* Objective *
Return the lines of the listing unchanged, from its first line up to and including the line with "[[79,36],[82,0],[24,0],[23,32]]".

* Records for this exercise *
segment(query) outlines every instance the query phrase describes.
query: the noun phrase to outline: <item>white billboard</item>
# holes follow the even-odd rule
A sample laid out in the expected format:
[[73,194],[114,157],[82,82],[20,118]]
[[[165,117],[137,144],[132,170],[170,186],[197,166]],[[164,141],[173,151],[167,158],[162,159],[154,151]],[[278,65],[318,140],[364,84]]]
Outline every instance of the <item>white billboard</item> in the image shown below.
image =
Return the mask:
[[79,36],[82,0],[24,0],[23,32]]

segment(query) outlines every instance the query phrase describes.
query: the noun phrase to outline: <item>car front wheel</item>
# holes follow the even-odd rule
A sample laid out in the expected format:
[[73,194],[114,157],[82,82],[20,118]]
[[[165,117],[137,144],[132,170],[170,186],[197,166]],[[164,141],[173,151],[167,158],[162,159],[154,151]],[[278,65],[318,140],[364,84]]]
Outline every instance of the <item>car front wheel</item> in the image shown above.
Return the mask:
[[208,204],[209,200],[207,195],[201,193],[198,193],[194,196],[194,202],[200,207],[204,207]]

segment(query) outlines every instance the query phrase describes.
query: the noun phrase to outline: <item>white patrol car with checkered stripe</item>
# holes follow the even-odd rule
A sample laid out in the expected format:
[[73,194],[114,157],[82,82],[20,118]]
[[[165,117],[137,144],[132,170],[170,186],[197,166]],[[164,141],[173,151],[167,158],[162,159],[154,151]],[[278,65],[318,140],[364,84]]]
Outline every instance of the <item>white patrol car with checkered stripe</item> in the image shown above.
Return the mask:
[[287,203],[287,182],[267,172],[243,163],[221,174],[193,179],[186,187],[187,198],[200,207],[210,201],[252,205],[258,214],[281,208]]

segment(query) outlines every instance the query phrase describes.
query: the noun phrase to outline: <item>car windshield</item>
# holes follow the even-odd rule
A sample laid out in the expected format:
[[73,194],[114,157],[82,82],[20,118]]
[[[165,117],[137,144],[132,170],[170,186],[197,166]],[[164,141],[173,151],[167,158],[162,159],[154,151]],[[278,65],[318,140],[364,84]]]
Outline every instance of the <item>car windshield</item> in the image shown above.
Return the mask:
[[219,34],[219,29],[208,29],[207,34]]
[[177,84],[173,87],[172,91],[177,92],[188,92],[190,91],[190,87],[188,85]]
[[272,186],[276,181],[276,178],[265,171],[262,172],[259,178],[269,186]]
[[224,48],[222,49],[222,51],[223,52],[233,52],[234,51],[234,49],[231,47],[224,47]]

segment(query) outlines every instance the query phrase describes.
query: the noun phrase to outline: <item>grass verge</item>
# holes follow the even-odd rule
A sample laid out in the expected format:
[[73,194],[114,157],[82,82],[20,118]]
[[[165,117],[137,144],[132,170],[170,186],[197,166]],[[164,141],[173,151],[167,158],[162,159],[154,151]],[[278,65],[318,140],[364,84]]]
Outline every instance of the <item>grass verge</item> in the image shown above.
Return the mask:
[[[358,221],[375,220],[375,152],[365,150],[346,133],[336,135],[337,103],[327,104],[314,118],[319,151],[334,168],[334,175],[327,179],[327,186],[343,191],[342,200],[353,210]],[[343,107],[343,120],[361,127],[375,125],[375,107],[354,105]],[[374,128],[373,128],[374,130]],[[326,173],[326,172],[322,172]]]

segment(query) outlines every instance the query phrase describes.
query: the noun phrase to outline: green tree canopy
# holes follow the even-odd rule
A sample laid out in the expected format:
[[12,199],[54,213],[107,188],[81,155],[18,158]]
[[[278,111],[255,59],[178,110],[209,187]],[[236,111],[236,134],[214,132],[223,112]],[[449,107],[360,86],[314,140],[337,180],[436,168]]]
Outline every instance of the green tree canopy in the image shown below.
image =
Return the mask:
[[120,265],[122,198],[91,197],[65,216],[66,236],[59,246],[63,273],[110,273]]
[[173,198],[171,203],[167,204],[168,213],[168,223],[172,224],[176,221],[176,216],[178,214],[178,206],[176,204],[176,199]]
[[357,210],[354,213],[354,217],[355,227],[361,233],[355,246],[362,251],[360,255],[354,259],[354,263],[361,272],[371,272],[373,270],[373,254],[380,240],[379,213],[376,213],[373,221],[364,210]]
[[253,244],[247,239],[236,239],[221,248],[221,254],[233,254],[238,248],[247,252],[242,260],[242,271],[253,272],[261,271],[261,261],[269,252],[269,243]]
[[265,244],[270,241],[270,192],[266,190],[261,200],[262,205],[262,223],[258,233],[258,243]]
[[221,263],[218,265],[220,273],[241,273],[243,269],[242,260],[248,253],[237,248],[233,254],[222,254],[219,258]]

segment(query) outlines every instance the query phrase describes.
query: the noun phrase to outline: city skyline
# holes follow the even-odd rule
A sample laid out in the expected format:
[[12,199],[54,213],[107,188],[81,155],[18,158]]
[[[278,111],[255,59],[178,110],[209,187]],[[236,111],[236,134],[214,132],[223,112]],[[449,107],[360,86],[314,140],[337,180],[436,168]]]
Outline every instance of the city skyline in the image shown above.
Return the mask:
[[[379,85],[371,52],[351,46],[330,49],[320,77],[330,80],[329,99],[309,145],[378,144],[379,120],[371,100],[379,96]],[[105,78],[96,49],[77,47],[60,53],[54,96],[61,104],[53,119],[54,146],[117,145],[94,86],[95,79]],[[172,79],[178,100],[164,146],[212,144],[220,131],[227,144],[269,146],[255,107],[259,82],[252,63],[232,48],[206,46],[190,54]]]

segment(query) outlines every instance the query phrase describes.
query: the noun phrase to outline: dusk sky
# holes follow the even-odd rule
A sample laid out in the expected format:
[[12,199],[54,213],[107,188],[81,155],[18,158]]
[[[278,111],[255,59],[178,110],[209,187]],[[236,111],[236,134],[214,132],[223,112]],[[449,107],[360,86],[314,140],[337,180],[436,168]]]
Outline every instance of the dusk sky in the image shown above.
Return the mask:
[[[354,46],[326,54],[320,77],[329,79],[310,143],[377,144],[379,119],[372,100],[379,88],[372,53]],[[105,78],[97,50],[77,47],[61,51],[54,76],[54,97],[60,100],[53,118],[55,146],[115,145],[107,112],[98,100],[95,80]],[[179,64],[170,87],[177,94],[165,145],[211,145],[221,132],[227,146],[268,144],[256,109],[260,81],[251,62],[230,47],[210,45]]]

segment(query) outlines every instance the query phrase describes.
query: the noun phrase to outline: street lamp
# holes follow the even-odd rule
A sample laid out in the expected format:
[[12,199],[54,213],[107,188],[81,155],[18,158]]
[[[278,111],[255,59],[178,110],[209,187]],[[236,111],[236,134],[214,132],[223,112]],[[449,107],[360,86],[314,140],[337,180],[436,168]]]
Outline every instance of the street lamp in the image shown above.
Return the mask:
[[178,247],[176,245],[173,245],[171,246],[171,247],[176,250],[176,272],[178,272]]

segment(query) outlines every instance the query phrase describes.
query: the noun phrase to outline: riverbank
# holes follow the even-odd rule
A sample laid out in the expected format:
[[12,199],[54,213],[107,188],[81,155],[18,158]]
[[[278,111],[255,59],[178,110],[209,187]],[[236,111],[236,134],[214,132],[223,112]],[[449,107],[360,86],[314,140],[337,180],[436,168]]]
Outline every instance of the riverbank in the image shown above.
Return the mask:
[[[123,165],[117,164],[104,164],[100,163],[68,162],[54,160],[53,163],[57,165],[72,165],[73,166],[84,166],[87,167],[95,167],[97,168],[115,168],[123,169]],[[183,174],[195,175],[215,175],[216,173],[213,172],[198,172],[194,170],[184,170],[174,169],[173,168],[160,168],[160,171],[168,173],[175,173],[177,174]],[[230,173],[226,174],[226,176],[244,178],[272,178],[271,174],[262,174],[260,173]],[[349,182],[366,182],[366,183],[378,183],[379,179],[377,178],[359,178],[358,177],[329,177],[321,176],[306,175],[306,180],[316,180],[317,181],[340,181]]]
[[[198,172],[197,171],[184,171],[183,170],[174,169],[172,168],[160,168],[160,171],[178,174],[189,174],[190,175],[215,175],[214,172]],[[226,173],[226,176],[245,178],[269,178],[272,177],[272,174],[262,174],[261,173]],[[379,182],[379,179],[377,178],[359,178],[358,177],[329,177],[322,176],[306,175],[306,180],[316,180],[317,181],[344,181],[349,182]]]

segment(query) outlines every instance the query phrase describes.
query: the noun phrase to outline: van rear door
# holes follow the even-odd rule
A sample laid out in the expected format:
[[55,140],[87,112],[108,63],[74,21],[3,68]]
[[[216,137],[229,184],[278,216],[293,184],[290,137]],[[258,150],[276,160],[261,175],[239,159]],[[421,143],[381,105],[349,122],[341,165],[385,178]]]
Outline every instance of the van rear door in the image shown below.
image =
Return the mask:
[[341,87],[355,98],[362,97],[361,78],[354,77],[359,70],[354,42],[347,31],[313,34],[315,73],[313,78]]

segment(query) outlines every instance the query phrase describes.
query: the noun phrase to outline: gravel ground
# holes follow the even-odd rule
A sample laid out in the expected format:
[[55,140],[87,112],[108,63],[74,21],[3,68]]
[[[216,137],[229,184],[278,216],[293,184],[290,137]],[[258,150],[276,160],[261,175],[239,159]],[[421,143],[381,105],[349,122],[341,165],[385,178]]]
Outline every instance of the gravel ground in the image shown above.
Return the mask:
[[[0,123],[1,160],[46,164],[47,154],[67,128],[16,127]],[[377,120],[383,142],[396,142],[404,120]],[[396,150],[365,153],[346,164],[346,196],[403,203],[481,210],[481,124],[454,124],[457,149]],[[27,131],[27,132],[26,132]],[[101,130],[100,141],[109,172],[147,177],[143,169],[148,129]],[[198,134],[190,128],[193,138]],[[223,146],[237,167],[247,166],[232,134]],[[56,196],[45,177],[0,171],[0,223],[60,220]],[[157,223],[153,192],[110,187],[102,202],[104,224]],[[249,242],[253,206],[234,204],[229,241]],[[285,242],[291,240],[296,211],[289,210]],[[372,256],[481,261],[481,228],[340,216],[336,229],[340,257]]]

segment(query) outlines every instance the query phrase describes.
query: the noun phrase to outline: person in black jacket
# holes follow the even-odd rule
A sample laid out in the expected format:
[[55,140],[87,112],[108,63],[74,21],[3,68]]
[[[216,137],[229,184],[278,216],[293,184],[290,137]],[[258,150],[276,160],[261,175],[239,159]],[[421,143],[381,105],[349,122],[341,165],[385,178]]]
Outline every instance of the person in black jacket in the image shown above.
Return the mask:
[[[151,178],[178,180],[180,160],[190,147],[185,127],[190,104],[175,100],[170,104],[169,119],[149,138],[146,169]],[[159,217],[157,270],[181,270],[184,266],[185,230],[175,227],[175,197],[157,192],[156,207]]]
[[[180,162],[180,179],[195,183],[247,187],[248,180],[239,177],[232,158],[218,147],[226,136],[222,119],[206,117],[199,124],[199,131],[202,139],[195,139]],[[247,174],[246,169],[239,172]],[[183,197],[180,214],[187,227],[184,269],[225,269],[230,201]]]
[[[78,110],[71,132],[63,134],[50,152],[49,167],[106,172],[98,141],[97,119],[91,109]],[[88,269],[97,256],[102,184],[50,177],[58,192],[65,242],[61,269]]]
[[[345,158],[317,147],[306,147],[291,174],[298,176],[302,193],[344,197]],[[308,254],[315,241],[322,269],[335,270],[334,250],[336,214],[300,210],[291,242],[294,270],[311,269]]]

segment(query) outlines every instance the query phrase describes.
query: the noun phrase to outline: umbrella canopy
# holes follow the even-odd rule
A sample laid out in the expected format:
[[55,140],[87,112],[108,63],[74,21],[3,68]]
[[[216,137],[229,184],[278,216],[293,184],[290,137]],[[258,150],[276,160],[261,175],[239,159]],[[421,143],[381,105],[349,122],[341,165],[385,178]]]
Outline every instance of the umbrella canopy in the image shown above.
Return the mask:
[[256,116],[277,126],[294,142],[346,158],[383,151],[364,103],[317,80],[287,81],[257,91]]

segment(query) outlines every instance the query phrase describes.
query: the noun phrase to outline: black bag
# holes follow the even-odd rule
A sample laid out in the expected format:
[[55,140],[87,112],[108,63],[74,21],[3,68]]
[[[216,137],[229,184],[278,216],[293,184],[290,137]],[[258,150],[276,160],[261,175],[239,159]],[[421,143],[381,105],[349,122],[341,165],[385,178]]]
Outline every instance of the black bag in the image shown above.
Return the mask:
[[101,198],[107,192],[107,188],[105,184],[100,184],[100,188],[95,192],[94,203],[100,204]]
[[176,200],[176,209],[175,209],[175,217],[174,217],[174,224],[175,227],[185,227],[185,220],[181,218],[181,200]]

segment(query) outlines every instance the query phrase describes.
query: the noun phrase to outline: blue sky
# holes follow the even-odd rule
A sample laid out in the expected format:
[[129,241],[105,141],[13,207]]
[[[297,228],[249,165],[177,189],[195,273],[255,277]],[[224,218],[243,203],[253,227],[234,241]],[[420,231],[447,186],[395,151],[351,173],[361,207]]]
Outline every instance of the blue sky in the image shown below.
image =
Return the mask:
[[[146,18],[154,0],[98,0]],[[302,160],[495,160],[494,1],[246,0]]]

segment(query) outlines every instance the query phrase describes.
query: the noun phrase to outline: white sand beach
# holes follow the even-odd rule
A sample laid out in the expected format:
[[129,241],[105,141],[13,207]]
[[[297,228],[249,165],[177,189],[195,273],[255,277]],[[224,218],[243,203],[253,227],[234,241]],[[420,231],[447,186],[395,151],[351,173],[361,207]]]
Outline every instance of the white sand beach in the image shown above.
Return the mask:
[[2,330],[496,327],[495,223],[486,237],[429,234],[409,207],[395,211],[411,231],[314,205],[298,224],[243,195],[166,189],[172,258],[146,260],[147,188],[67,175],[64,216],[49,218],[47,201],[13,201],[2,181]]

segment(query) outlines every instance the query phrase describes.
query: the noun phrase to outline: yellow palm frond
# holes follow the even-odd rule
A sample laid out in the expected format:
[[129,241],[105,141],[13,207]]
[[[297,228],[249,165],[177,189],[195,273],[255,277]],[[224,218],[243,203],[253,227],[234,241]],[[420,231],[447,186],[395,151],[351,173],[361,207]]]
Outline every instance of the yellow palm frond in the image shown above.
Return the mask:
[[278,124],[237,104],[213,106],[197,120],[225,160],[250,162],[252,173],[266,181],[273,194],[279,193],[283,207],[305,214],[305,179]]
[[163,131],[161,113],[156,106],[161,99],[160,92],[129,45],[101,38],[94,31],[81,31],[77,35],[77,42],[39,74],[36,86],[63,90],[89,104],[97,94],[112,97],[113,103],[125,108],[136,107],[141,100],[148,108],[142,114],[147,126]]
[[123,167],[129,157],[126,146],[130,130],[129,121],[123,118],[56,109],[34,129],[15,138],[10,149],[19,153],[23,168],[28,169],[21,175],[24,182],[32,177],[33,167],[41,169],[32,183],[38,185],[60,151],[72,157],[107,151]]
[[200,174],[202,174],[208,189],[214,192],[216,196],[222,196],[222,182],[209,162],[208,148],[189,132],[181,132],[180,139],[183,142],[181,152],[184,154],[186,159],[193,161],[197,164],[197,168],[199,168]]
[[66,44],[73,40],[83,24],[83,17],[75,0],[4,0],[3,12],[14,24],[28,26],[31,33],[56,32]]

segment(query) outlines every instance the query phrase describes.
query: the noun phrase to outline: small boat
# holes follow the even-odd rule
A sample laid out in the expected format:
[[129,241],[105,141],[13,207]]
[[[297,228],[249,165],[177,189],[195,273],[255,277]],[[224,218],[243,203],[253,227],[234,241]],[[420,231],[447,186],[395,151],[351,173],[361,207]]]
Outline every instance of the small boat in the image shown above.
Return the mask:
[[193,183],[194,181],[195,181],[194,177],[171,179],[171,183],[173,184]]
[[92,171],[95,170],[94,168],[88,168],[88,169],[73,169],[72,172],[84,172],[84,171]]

* Reply to the task *
segment(query) outlines every instance the query phrase describes.
query: the noun phrase to outline: <item>white billboard</item>
# holes follow the even-odd rule
A sample laid out in the expected format:
[[73,194],[114,157],[82,82],[20,118]]
[[[165,117],[137,144],[132,170],[170,186],[197,166]],[[164,141],[173,151],[167,158],[162,159],[154,151]],[[278,65],[318,140],[364,84]]]
Outline every instance of the <item>white billboard</item> in the image shown below.
image =
Return the mask:
[[79,36],[82,0],[24,0],[23,32]]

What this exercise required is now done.